▶ [Goal of the exercise] Collect each line from the items below with the word "that" in it, and copy those lines in full.

Records in a dataset
◆ ◆ ◆ ◆ ◆
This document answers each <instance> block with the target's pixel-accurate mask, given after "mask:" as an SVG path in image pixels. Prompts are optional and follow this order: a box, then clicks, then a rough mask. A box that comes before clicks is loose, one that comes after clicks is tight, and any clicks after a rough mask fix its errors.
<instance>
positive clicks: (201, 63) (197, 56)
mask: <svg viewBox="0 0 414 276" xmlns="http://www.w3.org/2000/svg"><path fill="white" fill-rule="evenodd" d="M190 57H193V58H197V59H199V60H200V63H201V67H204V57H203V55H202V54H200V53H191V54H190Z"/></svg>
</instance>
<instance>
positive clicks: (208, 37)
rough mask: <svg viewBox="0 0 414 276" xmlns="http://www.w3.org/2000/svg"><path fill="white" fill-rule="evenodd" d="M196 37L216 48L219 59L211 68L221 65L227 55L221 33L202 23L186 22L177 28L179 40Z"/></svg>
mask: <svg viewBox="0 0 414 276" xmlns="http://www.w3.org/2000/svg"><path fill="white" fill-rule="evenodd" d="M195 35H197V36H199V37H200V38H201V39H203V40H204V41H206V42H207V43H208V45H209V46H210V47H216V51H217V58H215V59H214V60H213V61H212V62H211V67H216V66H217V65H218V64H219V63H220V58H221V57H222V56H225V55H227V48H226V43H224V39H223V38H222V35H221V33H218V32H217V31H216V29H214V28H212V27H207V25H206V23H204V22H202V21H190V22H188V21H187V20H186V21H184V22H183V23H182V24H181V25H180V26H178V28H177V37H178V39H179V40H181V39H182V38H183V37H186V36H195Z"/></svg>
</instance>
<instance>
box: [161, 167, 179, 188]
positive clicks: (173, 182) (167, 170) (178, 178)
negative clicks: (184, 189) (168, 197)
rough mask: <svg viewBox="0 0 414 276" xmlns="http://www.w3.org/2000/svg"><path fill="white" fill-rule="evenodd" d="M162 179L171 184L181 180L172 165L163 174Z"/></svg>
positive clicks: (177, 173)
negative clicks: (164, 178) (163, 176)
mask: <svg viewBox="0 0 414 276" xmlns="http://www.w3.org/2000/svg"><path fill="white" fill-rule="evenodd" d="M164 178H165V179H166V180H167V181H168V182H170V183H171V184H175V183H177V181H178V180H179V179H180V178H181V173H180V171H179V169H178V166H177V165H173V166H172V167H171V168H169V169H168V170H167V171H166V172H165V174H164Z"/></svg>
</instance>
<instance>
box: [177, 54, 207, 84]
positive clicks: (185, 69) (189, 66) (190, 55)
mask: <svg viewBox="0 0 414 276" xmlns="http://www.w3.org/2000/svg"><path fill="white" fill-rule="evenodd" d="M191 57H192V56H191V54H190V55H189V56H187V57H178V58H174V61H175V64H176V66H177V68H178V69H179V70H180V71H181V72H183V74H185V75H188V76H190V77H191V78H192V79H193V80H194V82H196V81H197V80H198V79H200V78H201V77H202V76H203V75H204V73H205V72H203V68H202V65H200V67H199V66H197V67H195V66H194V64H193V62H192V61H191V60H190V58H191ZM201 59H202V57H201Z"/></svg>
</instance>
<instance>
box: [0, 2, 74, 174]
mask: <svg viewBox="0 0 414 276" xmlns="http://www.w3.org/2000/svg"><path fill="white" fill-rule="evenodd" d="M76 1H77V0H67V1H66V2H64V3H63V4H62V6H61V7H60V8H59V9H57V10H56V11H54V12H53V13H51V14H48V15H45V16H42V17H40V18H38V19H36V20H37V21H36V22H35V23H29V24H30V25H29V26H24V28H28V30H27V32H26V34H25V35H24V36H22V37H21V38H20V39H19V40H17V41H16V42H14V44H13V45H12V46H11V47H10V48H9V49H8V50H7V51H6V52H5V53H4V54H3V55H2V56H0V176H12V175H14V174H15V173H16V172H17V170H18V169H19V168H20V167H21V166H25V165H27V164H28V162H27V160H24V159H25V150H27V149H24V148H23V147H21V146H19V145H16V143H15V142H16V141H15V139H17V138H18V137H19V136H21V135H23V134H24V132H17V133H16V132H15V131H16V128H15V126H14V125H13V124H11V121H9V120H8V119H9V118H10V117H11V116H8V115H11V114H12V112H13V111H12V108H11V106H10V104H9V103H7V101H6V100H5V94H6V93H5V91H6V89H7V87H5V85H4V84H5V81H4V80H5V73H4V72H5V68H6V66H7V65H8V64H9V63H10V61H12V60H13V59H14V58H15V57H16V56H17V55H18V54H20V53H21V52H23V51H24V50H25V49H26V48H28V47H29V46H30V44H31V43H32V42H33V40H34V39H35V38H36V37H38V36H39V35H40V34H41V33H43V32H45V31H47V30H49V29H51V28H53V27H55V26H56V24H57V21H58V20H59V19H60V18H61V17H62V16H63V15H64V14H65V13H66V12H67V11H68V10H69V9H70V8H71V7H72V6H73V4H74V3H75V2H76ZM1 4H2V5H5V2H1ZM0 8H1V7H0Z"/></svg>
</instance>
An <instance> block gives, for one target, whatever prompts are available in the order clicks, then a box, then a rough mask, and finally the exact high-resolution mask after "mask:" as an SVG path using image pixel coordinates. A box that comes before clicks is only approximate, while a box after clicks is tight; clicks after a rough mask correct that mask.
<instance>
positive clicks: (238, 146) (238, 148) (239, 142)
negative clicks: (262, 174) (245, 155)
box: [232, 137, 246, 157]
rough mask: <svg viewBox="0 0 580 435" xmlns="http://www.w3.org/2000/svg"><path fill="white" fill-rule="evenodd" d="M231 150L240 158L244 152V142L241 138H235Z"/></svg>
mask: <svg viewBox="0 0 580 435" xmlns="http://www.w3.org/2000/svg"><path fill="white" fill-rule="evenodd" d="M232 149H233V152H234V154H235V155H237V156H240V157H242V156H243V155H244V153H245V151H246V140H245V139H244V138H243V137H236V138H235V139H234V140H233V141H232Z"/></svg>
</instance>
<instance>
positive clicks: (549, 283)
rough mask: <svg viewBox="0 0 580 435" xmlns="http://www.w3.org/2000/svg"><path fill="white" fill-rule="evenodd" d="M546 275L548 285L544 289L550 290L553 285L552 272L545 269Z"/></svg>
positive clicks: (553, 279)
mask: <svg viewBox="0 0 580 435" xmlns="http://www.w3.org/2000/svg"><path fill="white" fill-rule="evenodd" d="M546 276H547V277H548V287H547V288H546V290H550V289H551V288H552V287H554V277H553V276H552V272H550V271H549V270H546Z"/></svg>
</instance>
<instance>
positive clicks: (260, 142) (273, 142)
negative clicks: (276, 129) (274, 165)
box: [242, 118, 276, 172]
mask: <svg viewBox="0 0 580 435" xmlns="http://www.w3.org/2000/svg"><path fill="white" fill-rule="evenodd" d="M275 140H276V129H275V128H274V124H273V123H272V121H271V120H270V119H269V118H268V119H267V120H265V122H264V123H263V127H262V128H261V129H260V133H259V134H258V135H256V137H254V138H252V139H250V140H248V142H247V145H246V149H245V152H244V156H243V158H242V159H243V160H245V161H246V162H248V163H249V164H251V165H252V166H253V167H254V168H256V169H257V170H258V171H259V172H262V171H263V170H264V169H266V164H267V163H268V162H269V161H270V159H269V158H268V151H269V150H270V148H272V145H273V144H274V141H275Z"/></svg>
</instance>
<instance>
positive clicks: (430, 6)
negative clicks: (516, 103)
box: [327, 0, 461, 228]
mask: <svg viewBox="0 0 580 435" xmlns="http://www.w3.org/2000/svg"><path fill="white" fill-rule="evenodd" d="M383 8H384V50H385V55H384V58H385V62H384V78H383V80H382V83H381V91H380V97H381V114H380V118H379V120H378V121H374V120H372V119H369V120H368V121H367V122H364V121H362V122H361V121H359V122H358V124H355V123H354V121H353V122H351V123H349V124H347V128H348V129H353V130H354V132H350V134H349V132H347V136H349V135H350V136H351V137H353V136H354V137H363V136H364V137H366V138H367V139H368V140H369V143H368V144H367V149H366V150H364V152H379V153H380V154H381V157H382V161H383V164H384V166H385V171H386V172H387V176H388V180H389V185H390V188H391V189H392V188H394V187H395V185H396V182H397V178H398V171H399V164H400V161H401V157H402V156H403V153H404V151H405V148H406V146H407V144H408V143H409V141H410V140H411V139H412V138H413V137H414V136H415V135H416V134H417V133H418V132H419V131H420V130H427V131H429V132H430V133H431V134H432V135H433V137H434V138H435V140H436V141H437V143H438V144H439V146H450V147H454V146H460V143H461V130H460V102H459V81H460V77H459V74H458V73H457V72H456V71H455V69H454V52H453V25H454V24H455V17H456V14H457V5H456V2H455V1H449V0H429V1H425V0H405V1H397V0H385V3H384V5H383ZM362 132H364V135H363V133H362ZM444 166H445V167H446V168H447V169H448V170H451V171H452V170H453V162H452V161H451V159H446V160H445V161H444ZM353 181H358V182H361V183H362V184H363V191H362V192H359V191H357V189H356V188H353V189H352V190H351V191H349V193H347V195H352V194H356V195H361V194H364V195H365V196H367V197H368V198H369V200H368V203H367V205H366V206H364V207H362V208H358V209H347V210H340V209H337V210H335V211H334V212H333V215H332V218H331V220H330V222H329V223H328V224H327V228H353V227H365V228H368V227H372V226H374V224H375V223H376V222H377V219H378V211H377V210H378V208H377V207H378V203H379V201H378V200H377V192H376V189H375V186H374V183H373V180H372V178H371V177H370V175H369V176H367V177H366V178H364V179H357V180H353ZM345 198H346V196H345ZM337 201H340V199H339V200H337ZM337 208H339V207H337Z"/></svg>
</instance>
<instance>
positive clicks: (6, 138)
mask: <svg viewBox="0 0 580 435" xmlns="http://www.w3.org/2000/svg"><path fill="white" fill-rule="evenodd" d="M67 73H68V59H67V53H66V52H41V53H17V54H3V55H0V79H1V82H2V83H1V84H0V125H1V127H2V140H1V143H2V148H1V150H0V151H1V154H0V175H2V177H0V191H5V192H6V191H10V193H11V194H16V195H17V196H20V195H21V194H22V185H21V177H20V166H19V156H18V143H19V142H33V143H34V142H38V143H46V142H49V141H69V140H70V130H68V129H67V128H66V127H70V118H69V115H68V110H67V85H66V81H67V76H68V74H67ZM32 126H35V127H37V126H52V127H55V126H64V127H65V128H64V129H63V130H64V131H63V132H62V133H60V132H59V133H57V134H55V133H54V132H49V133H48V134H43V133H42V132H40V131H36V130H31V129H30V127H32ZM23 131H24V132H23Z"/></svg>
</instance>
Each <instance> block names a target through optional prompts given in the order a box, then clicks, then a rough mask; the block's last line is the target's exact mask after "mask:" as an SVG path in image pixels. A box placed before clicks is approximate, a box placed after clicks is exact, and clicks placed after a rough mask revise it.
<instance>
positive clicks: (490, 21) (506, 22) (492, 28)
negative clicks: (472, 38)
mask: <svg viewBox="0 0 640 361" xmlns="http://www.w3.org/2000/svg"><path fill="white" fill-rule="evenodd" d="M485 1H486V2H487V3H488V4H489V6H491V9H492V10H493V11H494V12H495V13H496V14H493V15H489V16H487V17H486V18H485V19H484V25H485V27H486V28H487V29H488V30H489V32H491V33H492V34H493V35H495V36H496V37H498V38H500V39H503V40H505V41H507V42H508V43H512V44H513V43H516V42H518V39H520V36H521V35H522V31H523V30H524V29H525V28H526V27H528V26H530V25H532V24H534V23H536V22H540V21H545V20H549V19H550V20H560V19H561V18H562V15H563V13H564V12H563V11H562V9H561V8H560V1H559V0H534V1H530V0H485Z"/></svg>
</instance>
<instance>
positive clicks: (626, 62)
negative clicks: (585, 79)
◆ ◆ ◆ ◆ ◆
▶ [Result of the exercise]
This document answers each <instance> block with the target's pixel-accurate mask, given after "mask:" as an SVG path in image pixels. Prompts are optional and follow this order: a box, then clicks, then a rough mask. A box that comes before clicks is loose, one that comes after clicks is tight, and any clicks after a rough mask fix its errors.
An <instance> block gives, for one target, whatever prompts are available in the order clicks, then a box, then a rough mask, and finally the exact high-resolution mask after "mask:" as an SVG path using image pixel coordinates. A box that comes before clicks is only approximate, while a box after clicks is tight; clicks after a rough mask correct that mask.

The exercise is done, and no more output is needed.